Page text =>
______
I know that this mood will pass. I believe that depression is NOT something that must be avoided at all costs, that I can learn from being thrown off my stride. It doesn’t always feel good, but what does? Times like this remind me of the heart/mind dynamic–the borderline we learn to straddle as we get older. I go over my mother’s situation time and time again–my intellect has “gotten” it but my heart still needs the chant. Whenever I start to feel sad that my mother must be in assisted living, I have to remind myself that it isn’t the assisted living that is the problem. It’s the Alzheimer’s, and I can’t control that. The assisted living has at least given her companionship, routine, challenge. Were she back at her house, she’d be sitting like a ragdoll on the couch, unable even to watch TV. Now she takes walks around the building and sits with her group of ladies. She has her well-being monitored day and night. She goes to exercise, and to Mass, and to socials. She has her hair done. I now visit three times a week–on Sundays we go out to lunch and for a ride. I need to repeat all this to myself on a weekly basis, because it’s so easy to fall back into the habit of shaking my fist at the gods.

My mother has had her ups and downs but I can sense her settling in. On Thursday I sat with her and one of her friends, who began to talk once again about going “home.” “Which one?” my mother asked. The woman pointed to her room. Home is a concept I haven’t yet been able to pin down. More and more I see it as the hope that they will still have control over their lives–that they will continue to be able to make crucial choices for themselves. I have no right to take that hope away from them.

I’ve mentioned this before, but I’m struck by how my mother sometimes wants to go home “next week”, or some other time in the future. She admits she doesn’t want to live alone and asks me if I will find someone to stay with her. I have no intention of doing this–if anyone stays with her it will be me–and yet I hate to mislead her, so I’ve often wandered down the wrong path of trying to reason with her. She can sense my ambivalence, which agitates her even more.
______
Task A =>
Copy the passage about the mother's assisted living from "I’ve mentioned this" through "her even more.", switching "ambivalence" to "uncertainty".
Task B =>
According to the passage about the mother's assisted living, how often does the writer now visit her?

Dataset entries:
______
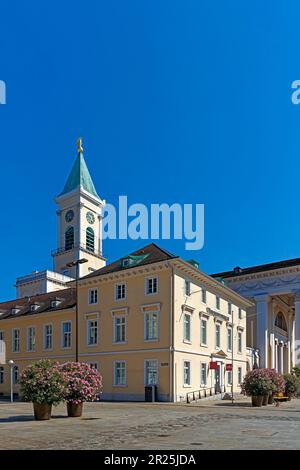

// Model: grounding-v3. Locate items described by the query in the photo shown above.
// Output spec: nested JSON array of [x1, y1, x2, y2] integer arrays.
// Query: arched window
[[65, 227, 74, 251], [86, 227, 95, 251], [275, 312, 287, 331]]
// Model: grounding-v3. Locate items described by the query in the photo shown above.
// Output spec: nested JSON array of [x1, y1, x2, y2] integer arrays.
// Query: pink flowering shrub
[[242, 369, 285, 396], [61, 362, 102, 404], [19, 359, 67, 405]]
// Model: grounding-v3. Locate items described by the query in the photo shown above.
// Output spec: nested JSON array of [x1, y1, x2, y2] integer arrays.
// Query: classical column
[[275, 338, 278, 372], [287, 309, 293, 374], [254, 294, 269, 368], [293, 292, 300, 365], [270, 300, 275, 369], [279, 341, 284, 374]]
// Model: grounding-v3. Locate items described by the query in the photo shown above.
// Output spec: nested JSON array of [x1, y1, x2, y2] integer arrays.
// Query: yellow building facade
[[0, 244, 252, 401]]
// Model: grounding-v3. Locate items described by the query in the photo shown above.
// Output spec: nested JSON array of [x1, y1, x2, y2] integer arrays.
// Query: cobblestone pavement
[[0, 399, 300, 450]]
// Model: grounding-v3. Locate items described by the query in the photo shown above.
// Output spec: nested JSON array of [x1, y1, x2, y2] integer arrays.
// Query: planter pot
[[33, 403, 52, 421], [268, 393, 275, 405], [67, 402, 83, 418], [263, 394, 269, 406], [252, 395, 264, 406]]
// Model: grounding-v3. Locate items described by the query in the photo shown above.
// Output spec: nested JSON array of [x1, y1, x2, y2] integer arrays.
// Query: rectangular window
[[145, 359, 158, 385], [114, 361, 126, 386], [62, 321, 72, 348], [184, 281, 191, 296], [183, 313, 191, 341], [238, 331, 243, 353], [216, 323, 221, 348], [200, 319, 207, 346], [89, 289, 98, 305], [115, 284, 126, 300], [200, 362, 207, 385], [183, 361, 191, 385], [227, 328, 232, 351], [27, 326, 35, 352], [12, 329, 20, 352], [44, 325, 53, 350], [144, 312, 158, 341], [0, 331, 5, 353], [238, 367, 243, 385], [146, 277, 158, 295], [87, 320, 98, 346], [114, 316, 126, 343]]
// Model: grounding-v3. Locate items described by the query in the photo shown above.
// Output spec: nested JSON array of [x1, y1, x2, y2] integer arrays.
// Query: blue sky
[[0, 0, 300, 300]]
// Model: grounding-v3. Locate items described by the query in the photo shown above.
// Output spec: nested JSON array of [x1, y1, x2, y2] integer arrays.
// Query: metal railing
[[51, 243, 103, 258], [186, 385, 226, 403]]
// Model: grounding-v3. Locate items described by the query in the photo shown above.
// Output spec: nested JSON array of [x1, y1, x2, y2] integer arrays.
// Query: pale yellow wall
[[0, 310, 75, 394], [174, 271, 247, 397]]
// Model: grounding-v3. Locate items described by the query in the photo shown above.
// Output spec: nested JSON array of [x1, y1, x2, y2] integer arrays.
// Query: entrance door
[[215, 364, 221, 393]]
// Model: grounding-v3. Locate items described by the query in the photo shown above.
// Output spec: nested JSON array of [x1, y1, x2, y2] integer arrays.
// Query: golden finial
[[77, 137, 83, 153]]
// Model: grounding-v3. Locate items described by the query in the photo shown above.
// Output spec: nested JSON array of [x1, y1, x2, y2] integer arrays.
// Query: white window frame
[[61, 320, 73, 349], [113, 359, 127, 387], [26, 326, 36, 352], [86, 317, 99, 348], [227, 326, 233, 352], [43, 323, 54, 351], [183, 360, 192, 387], [237, 330, 243, 354], [88, 287, 99, 305], [201, 286, 207, 304], [144, 310, 160, 343], [144, 358, 159, 386], [113, 313, 127, 344], [183, 311, 192, 344], [200, 362, 208, 387], [184, 279, 191, 297], [215, 321, 222, 349], [12, 365, 20, 385], [200, 317, 208, 347], [145, 276, 158, 295], [114, 282, 127, 302], [0, 330, 5, 353], [237, 367, 243, 385], [12, 328, 21, 354]]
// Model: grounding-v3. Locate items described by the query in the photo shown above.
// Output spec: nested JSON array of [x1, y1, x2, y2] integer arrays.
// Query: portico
[[214, 258, 300, 373]]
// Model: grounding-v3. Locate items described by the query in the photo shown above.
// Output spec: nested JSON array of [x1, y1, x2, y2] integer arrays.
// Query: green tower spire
[[59, 138, 99, 198]]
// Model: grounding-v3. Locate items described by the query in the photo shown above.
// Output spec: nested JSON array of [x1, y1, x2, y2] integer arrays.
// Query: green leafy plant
[[283, 374, 300, 396], [19, 359, 67, 405], [242, 369, 274, 396]]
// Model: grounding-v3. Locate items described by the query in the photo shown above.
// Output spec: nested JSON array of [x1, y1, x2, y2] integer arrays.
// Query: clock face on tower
[[65, 210, 74, 222], [86, 212, 95, 225]]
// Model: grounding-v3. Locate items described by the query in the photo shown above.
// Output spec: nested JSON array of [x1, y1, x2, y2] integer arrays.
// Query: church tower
[[52, 139, 105, 278]]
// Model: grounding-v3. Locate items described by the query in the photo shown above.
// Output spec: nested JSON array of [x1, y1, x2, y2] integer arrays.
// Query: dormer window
[[11, 307, 21, 315], [51, 299, 62, 308], [30, 304, 39, 312]]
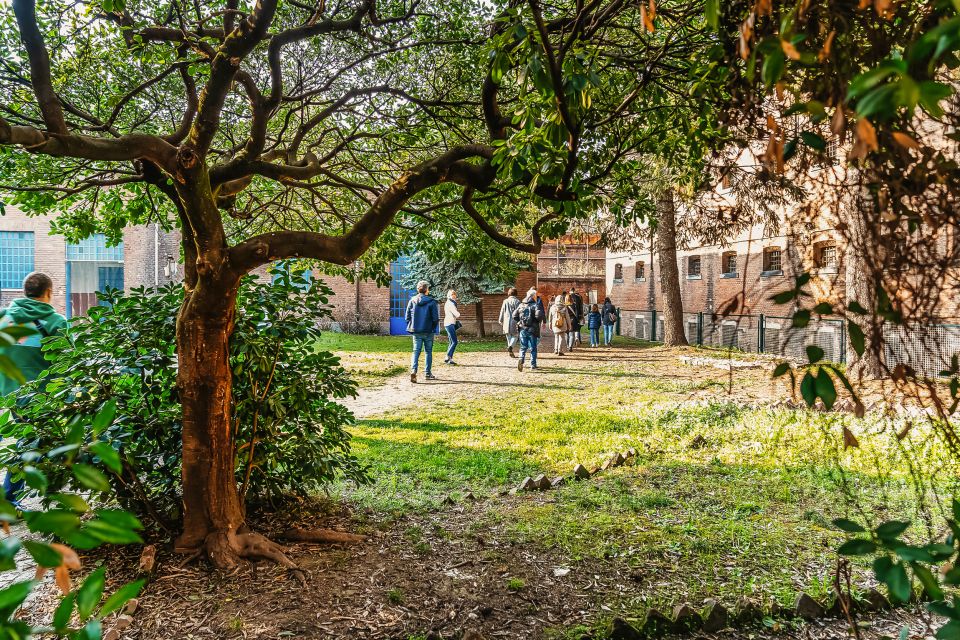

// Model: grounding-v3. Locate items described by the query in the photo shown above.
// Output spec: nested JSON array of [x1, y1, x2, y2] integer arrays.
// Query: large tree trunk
[[844, 181, 884, 379], [650, 189, 687, 347], [177, 280, 243, 565], [473, 298, 487, 338]]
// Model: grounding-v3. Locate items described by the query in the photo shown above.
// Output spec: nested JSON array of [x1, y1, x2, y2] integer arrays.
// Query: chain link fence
[[618, 309, 960, 378]]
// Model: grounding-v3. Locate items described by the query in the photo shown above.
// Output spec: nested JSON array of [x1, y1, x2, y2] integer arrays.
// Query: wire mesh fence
[[619, 309, 960, 378]]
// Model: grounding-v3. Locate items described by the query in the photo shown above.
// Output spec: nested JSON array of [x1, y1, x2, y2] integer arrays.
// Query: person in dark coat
[[570, 287, 584, 342], [587, 305, 603, 347], [600, 296, 617, 347], [406, 280, 440, 382]]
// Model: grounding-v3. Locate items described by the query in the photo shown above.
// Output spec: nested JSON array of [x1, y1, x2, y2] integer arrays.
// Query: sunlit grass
[[324, 338, 960, 628]]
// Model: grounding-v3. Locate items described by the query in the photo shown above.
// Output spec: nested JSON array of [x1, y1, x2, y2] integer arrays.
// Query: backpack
[[518, 302, 537, 329]]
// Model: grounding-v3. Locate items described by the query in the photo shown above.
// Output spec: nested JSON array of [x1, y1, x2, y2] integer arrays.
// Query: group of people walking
[[406, 280, 617, 383]]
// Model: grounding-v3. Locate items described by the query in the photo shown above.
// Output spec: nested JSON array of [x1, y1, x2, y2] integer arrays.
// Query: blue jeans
[[520, 329, 540, 367], [444, 324, 460, 360], [410, 332, 434, 375]]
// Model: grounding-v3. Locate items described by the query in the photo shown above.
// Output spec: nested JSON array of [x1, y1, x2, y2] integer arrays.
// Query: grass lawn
______
Task response A =>
I’ve mentioned this before, but I’m struck by how my mother sometimes wants to go home “next week”, or some other time in the future. She admits she doesn’t want to live alone and asks me if I will find someone to stay with her. I have no intention of doing this–if anyone stays with her it will be me–and yet I hate to mislead her, so I’ve often wandered down the wrong path of trying to reason with her. She can sense my uncertainty, which agitates her even more.

Task response B =>
Three times a week.